▽

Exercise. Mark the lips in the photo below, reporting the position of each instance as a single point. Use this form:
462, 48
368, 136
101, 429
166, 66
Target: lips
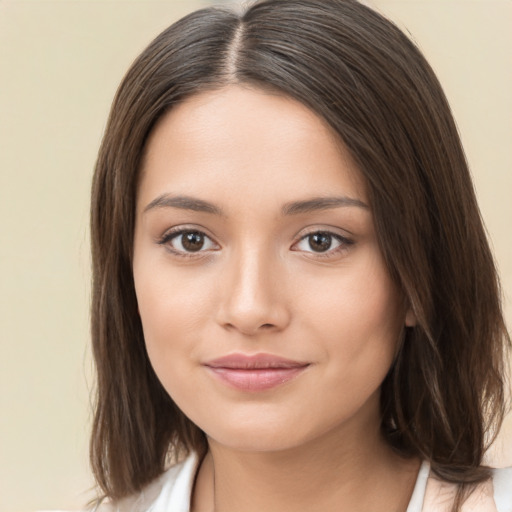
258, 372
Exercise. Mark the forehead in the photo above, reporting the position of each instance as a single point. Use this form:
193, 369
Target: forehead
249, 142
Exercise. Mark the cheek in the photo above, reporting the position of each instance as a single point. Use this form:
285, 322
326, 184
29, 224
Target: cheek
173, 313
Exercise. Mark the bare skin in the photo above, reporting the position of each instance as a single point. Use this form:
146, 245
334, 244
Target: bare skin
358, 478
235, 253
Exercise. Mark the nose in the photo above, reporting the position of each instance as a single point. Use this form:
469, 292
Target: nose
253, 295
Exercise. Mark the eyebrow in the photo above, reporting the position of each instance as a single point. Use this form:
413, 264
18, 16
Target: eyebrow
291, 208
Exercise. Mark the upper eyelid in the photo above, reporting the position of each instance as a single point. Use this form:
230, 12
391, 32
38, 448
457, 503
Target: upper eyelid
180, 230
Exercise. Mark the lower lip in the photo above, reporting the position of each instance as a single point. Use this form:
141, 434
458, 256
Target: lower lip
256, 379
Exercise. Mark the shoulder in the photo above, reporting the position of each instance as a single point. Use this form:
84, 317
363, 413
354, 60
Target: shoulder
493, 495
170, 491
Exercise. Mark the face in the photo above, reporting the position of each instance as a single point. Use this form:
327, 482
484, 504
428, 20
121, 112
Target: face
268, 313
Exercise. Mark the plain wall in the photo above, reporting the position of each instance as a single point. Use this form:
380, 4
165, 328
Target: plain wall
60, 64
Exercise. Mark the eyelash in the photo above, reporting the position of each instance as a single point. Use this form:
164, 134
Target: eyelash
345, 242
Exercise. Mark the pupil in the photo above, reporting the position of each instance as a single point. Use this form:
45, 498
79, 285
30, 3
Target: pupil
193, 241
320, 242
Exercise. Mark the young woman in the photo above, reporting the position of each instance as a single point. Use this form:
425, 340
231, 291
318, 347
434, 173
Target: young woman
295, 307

△
▽

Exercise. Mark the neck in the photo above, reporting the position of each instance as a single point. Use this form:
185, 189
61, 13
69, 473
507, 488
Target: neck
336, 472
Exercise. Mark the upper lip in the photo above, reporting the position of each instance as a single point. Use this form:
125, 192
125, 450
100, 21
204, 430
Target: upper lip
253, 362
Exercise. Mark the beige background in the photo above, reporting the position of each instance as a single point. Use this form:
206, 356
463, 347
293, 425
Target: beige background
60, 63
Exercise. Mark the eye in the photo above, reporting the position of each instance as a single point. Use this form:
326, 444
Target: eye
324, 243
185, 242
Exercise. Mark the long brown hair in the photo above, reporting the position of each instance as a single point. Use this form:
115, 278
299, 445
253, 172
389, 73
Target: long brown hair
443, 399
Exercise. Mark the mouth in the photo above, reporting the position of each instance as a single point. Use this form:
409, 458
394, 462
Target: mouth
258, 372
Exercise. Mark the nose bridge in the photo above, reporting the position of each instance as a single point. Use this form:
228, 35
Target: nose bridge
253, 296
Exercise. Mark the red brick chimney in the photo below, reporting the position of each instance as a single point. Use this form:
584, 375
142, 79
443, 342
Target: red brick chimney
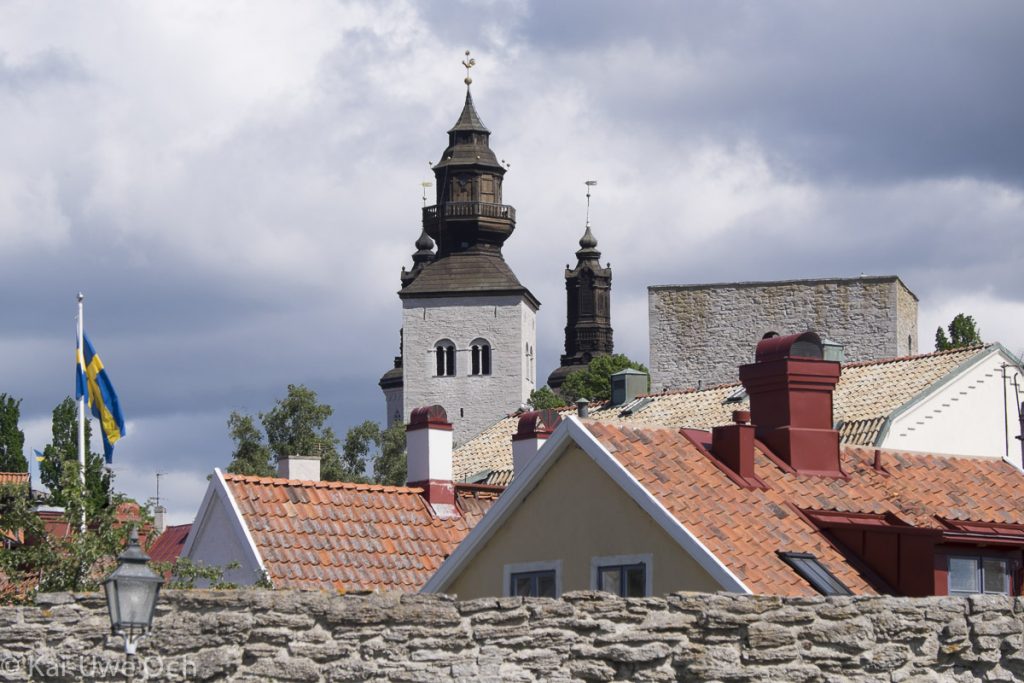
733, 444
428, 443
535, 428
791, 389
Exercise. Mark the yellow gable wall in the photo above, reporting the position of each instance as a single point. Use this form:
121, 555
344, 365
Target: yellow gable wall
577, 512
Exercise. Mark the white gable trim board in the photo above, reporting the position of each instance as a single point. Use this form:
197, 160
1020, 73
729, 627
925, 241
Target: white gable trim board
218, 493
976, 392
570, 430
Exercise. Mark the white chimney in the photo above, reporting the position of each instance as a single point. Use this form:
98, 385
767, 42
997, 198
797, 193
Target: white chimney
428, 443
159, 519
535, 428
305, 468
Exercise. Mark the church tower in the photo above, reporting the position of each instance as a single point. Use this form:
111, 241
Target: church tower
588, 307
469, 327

△
▽

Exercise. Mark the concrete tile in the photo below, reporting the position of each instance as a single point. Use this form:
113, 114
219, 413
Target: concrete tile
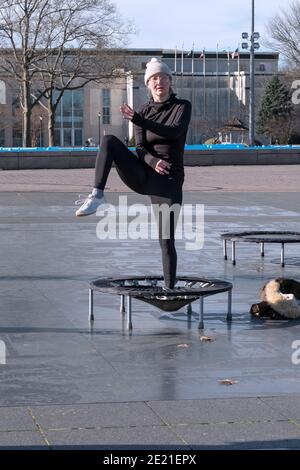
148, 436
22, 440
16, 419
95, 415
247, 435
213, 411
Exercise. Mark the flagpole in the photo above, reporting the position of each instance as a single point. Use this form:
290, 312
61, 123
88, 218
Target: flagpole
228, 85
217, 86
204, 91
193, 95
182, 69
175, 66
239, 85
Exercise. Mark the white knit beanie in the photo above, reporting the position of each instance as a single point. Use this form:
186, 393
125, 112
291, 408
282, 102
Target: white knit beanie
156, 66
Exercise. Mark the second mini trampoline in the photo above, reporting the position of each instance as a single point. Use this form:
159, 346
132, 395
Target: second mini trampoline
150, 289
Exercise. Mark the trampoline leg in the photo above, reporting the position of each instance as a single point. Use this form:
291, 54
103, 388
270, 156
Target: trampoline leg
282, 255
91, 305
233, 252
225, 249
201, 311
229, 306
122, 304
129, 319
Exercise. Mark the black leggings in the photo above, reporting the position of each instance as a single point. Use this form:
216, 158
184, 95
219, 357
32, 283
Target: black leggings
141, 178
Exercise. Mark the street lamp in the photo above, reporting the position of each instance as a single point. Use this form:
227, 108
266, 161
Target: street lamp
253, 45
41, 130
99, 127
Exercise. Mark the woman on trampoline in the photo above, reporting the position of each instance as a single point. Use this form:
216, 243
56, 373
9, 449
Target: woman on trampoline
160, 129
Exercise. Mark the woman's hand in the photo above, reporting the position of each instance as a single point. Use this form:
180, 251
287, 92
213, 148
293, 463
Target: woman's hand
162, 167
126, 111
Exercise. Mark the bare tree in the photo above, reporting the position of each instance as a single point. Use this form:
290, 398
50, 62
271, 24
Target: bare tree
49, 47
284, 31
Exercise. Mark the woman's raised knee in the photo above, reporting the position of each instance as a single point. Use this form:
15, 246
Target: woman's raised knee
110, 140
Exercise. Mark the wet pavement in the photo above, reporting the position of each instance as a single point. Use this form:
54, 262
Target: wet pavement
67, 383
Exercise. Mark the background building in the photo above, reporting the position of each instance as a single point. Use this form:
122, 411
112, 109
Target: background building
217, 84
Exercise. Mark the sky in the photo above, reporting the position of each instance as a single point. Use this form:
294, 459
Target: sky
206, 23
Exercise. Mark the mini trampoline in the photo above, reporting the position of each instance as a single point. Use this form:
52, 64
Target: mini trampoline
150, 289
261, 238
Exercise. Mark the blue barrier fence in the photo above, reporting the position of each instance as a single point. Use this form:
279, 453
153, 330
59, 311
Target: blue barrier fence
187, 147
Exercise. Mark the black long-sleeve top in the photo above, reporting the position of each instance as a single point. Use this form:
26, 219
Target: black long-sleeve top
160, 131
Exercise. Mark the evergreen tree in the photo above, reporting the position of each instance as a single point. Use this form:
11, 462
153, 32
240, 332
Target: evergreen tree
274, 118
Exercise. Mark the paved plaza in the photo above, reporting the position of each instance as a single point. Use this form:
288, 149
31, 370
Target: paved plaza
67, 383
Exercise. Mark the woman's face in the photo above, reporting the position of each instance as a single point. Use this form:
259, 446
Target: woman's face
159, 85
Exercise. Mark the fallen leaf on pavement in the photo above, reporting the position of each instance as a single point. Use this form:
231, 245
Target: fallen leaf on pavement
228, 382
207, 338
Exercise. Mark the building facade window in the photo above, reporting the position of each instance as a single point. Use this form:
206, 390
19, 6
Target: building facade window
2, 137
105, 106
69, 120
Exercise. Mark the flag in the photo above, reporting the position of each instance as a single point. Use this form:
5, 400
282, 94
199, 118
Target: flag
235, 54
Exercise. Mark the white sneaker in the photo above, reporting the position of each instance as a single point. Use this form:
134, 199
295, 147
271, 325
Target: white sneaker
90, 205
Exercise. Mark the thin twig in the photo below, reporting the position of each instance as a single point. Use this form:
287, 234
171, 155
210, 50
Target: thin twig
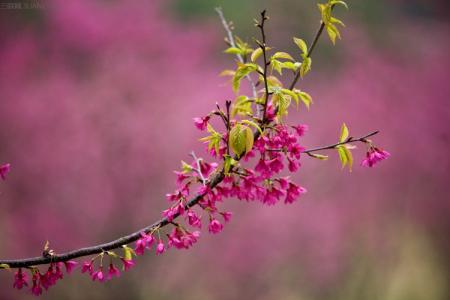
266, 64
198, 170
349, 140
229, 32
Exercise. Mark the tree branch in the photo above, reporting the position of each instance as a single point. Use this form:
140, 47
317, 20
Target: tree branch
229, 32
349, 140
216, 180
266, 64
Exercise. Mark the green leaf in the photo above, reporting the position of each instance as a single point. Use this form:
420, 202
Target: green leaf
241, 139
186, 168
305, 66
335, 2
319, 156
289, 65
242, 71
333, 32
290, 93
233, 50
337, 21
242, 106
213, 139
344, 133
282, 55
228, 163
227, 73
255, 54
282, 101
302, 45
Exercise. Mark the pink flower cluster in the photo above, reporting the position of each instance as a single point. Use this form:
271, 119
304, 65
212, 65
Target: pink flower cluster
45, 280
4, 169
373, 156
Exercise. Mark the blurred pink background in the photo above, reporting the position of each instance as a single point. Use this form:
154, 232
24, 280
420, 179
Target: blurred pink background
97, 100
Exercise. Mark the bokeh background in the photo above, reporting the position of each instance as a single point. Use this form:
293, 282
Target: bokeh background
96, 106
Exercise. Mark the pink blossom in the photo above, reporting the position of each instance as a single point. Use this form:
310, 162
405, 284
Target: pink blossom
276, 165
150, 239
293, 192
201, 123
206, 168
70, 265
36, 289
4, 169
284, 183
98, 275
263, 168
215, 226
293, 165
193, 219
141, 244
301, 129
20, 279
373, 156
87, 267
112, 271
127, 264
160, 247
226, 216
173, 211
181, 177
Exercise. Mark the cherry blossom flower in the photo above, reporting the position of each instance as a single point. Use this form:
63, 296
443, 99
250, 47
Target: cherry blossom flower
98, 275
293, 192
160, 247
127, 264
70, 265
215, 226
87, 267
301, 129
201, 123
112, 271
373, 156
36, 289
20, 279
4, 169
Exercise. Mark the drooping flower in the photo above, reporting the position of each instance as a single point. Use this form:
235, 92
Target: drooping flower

△

## EXERCISE REQUIREMENTS
Wherever the word "drooping" shows up in the material, copy the line it is on.

## OUTPUT FOR THIS TASK
Exercise. Mark the drooping flower in the photo above, reporting the position of each instance as a single point. Use this form:
Target: drooping flower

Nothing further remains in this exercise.